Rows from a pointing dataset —
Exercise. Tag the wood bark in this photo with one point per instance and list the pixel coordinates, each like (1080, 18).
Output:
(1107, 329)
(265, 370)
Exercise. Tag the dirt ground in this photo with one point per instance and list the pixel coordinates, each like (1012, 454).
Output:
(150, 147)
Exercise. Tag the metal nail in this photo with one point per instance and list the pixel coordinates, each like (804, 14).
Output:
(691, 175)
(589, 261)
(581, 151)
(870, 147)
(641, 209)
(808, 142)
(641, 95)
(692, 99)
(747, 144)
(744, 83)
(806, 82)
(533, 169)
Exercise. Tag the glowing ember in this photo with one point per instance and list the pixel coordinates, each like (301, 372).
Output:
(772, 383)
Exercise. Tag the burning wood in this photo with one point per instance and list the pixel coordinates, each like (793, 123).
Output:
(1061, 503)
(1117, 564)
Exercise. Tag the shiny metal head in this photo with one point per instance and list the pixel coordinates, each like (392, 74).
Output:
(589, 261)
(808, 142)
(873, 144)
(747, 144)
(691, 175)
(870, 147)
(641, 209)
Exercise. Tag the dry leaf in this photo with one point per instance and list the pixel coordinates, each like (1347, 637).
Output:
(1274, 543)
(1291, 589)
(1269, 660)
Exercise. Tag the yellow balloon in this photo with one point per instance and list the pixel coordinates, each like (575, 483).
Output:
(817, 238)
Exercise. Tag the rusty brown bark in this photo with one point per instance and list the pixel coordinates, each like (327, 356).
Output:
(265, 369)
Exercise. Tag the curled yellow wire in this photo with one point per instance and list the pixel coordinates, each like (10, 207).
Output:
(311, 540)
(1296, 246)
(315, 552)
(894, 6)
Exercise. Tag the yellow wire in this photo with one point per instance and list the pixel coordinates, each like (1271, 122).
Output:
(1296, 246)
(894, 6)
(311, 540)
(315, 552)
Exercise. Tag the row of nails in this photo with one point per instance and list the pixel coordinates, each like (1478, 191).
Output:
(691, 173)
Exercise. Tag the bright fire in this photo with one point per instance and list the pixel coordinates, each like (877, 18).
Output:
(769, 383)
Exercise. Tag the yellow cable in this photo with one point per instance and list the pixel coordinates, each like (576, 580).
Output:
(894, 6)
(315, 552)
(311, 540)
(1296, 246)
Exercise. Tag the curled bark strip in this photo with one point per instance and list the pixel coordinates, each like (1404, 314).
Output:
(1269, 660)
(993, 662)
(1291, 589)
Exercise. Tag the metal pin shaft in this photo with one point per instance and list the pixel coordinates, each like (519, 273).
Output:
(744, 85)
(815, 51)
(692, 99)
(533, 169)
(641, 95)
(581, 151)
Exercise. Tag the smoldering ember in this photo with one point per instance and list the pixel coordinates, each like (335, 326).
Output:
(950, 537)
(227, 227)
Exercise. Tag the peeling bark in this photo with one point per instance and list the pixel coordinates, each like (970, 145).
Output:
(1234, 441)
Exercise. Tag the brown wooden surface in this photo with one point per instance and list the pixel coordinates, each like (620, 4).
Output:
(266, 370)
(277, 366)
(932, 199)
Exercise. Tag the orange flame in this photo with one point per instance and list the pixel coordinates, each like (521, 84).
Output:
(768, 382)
==
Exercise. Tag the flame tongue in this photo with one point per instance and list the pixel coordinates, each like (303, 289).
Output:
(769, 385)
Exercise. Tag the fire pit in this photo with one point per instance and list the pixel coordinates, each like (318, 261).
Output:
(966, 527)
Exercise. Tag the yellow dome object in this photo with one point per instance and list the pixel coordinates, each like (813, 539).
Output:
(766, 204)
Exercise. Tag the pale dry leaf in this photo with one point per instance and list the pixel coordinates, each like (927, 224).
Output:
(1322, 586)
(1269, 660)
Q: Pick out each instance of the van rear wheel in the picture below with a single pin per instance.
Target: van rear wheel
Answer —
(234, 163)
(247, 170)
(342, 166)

Challenge —
Swap "Tag" for "Mark" in the data, starting with the line that contains "Exercise. Tag the curled bark" and going on through the line that contains "(1234, 441)". Give back only those lines with everything else unchanged.

Written answer —
Exercise. Mark the curled bark strip in this photo with one point per instance and list the pixel coordinates, each like (1404, 314).
Output:
(1269, 660)
(993, 662)
(1291, 589)
Exercise. Mark the metal pin shaft in this photo with one point per instance and list the pixel coordinates, each like (519, 273).
Output:
(744, 85)
(815, 51)
(692, 99)
(533, 169)
(641, 95)
(581, 151)
Exercise. Mark the smoldering ember in this photo with one point per instance and list the pixel coordinates, each like (335, 326).
Output:
(950, 537)
(227, 227)
Exercise. Mark the peeling bark in this photo with one point per instance and list the pixel coordinates, each like (970, 145).
Output:
(1234, 441)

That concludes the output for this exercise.